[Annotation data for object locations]
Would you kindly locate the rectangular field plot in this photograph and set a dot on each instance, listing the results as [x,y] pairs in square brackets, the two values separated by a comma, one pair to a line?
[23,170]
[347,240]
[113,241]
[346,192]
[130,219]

• **Stated problem**:
Copy each of the entries above word for word.

• **Reply**:
Would you kindly locate the rectangular field plot in this photograph and set a dot on each instance, listing the results as [x,y] pairs in square brackets, the two values separated by a comma, one pair to a line?
[23,170]
[347,240]
[113,241]
[346,192]
[130,219]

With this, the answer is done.